### THE REQUEST
Which lines in the listing below contain the word "wall"? Copy each of them in full.
##### DATA SHOWN
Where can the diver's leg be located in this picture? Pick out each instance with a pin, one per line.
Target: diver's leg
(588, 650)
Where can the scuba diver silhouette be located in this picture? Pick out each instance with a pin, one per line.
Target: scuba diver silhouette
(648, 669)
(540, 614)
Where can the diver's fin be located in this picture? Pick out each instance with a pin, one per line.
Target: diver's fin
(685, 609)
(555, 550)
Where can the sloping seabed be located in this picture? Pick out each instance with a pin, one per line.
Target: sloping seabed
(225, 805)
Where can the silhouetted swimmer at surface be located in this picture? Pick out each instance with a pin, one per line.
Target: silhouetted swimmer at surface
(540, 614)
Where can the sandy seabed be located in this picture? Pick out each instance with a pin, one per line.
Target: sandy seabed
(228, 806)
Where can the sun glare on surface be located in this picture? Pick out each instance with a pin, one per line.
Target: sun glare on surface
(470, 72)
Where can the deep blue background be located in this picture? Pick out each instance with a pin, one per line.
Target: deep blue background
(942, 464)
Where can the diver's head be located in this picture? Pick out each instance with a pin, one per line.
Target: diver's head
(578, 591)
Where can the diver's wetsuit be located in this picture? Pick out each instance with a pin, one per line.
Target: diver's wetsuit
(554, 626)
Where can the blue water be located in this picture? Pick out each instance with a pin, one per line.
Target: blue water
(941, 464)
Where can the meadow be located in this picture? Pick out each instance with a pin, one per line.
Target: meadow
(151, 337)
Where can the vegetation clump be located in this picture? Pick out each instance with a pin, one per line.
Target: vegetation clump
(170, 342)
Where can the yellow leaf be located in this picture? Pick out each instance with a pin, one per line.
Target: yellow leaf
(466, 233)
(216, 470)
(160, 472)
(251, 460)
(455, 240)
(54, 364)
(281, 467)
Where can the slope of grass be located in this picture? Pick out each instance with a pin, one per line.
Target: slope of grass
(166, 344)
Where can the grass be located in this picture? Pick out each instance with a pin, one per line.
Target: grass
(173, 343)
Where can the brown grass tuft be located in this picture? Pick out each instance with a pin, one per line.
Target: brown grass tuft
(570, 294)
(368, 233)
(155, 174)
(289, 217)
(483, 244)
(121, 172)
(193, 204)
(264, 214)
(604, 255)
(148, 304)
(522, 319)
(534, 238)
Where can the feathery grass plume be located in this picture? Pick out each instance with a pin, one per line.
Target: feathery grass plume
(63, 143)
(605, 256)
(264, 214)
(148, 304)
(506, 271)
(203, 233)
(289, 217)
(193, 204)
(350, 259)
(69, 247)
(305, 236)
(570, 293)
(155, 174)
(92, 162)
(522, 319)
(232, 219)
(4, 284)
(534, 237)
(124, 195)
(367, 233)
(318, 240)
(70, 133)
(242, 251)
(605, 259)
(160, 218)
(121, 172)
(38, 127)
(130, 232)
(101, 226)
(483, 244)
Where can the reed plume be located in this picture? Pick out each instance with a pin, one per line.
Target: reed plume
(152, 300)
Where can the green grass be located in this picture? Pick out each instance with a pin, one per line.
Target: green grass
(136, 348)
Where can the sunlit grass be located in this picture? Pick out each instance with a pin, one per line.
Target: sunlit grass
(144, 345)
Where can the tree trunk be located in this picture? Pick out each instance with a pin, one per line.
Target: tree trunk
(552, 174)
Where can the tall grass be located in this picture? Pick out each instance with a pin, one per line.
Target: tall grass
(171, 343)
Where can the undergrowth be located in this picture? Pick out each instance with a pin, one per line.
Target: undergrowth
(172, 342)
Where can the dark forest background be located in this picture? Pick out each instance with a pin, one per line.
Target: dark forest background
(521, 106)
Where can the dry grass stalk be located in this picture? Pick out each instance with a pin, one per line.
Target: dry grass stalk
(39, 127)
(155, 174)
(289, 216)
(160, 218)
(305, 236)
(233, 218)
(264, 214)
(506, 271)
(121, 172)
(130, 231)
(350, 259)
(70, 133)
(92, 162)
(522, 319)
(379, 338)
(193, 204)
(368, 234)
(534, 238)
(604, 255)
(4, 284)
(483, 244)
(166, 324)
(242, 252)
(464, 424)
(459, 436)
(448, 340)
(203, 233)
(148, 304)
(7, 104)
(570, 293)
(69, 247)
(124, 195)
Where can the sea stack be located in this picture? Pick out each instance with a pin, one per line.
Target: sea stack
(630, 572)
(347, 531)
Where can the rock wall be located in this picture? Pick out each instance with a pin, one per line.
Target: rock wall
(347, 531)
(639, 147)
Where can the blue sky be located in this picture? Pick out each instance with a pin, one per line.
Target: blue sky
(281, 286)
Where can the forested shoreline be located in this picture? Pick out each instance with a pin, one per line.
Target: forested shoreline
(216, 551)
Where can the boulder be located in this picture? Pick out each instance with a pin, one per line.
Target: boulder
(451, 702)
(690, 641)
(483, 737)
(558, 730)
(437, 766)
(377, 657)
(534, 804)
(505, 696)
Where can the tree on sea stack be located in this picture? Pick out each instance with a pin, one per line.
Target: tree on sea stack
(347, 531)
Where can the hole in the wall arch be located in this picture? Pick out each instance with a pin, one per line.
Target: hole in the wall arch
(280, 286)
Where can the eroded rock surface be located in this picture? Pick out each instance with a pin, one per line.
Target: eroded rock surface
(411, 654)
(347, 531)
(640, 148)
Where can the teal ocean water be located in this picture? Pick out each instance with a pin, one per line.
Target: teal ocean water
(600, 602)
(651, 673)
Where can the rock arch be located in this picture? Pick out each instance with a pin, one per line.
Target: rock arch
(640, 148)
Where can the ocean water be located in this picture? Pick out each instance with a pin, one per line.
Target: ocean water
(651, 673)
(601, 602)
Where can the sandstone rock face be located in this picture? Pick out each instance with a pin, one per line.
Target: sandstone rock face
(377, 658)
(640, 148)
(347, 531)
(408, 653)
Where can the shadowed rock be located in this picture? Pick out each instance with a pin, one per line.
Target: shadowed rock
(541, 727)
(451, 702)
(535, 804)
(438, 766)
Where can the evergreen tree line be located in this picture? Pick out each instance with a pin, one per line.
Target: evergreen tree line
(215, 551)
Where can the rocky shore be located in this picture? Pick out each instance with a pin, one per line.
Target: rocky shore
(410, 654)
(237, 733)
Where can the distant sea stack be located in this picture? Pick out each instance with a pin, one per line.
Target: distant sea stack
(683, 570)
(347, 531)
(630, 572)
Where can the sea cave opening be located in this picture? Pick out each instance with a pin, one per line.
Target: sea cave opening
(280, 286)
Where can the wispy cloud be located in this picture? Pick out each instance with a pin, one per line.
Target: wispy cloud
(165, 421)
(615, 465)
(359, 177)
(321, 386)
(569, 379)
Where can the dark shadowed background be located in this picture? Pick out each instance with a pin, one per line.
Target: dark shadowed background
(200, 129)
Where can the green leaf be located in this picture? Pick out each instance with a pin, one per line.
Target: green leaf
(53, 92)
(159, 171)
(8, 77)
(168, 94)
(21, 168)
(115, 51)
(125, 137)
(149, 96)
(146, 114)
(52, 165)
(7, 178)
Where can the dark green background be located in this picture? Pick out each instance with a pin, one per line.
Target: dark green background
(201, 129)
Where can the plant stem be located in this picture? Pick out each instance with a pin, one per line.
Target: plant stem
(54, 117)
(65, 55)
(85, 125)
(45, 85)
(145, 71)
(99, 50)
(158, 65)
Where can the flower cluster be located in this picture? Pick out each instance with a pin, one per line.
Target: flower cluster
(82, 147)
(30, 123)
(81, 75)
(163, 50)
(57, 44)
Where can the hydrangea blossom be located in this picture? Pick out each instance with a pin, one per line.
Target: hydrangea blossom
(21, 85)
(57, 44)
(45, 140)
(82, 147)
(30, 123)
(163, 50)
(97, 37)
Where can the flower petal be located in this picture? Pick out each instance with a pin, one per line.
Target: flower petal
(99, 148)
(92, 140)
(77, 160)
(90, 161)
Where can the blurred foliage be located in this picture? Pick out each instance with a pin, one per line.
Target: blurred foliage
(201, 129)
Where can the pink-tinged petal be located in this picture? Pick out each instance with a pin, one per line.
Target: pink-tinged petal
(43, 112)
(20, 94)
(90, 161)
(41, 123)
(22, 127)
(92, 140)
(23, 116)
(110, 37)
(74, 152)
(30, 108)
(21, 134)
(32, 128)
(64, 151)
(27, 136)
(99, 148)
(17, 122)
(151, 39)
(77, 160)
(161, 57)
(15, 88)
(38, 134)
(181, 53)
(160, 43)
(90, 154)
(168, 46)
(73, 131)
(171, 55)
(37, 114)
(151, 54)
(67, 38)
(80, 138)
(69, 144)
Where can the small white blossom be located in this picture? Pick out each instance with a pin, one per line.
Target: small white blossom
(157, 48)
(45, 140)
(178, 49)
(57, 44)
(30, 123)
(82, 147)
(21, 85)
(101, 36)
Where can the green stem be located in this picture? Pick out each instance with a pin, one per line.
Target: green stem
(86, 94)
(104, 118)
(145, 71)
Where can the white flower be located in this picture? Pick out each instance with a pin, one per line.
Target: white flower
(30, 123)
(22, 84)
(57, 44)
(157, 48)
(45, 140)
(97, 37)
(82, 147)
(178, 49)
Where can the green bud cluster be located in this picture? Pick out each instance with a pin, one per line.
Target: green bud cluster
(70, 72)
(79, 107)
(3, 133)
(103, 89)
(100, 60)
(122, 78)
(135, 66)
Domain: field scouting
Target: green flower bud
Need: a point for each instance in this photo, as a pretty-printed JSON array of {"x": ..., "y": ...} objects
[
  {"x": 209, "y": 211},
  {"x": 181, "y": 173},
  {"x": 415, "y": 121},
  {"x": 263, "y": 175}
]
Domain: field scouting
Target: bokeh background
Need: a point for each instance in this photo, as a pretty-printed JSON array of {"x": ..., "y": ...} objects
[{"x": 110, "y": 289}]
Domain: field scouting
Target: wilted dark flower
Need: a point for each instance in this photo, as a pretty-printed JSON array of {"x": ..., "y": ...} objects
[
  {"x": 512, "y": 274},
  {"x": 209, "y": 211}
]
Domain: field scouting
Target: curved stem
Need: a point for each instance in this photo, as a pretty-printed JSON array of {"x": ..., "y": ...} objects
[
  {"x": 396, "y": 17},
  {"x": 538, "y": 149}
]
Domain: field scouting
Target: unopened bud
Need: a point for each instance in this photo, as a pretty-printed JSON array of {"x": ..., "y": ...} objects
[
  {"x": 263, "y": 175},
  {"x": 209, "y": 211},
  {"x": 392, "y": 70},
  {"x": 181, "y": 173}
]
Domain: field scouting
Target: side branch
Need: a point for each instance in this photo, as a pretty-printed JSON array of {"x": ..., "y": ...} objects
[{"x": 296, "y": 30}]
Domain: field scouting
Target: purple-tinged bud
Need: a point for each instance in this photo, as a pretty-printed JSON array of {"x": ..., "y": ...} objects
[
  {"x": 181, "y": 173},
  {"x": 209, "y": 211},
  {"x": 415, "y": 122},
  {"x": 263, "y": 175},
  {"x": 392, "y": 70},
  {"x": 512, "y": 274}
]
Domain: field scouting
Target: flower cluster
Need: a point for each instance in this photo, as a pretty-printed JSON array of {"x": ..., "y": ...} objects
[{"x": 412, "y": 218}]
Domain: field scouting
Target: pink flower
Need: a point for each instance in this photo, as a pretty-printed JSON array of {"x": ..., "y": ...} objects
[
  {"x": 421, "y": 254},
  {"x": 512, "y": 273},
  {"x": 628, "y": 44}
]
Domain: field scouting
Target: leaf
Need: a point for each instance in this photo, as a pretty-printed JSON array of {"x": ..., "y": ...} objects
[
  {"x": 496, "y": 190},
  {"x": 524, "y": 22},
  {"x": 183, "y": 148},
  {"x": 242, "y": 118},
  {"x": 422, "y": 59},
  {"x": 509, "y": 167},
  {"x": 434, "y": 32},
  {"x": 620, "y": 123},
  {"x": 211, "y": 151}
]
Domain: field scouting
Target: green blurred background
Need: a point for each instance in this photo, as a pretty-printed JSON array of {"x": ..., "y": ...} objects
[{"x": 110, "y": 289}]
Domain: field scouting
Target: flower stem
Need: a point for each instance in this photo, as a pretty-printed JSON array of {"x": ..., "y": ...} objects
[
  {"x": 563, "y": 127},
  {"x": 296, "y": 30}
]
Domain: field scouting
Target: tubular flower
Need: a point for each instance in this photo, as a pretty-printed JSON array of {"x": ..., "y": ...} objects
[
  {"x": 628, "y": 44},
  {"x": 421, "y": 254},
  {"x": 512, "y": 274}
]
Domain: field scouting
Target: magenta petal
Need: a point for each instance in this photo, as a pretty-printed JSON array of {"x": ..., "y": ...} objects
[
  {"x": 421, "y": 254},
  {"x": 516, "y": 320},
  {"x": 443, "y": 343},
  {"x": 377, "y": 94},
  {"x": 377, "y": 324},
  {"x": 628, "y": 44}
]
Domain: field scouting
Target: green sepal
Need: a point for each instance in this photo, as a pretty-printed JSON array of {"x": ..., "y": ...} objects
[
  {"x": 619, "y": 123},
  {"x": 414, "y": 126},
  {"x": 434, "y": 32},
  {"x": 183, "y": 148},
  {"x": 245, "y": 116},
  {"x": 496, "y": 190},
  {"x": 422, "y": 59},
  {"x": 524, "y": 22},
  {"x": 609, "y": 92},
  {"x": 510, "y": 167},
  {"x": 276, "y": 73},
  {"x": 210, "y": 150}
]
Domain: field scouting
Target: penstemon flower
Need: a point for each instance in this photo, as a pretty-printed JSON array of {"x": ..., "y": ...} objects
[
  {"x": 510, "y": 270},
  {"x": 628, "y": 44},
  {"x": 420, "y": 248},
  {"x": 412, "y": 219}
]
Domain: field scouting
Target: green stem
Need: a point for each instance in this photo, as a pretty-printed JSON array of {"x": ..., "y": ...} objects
##########
### RESPONSE
Where can the rock wall be located in this picture? Pick out each instance with a pin, one per line.
Target: rock wall
Where can the hole in the wall arch be located in this picture? Pick out each instance with a pin, one per line.
Target: hole in the wall arch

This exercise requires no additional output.